* Work to complete *
Once you have read the records below, write them all out exactly as given.

* Input data *
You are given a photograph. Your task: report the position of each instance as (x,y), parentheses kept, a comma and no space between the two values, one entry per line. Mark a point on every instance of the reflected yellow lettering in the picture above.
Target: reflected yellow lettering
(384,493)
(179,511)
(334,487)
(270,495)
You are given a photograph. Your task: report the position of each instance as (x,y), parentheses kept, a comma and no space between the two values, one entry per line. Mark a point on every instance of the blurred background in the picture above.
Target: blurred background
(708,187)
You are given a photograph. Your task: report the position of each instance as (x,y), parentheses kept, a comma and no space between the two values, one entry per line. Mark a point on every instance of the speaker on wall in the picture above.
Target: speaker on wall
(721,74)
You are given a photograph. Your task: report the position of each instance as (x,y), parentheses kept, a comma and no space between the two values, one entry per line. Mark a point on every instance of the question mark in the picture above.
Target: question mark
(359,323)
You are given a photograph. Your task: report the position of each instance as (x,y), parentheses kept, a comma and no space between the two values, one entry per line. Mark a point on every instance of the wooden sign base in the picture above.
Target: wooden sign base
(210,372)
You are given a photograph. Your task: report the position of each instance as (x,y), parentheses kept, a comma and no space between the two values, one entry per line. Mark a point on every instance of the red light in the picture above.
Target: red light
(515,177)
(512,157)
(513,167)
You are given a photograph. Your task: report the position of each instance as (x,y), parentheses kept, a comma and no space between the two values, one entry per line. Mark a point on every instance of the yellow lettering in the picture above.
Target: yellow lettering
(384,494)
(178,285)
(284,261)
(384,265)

* Your response *
You are given a photograph. Your task: report the position of each instance as (x,y), parentheses kept, a comma and no space between the two values, one entry per line. Mark a point on every instance of the reflected yellow lettering in the picture above.
Target: reflected yellow lettering
(384,493)
(179,511)
(334,487)
(270,495)
You are given a photograph. Your task: report the position of each instance as (x,y), parentheses kept, a comma and no space between the two values, one entry per line. Mark a point on every instance of the blurred background in the picture above.
Target: blurred background
(708,187)
You are given a photograph. Your task: report the position of each instance as (x,y), parentheses kept, a comma and no space between the two values, one entry per line. Mark a point on every instance of the speaker on wall in the picture above.
Target: speaker on wall
(721,74)
You are given a photograph. Your task: report the position of each instance as (x,y), parentheses kept, a comma and no space between the two values, one entry per line. Mark a point on every instance of the question mark in the picture above.
Target: question mark
(359,323)
You are given a photograph. Your task: report the position of each instance as (x,y), parentheses kept, a comma and no space between the two values, one entry per line. Mark a point on every instance of the wooden sign base in the picture above.
Target: wooden sign base
(210,372)
You are given a photograph. Your task: report the position of each instance as (x,y), parentheses kept, a comma and no space between the two values, one entry per line. Mark a point on every instance of the red light in the picture above.
Target: red light
(515,177)
(512,157)
(513,167)
You are given a photograph. Your task: report the position of each instance as (x,y), parentheses kept, a comma and no space between the two values, one entry per line. Mark a point on every instance of the yellow lettering in the picture above.
Target: yellow lettering
(384,494)
(178,285)
(284,261)
(384,265)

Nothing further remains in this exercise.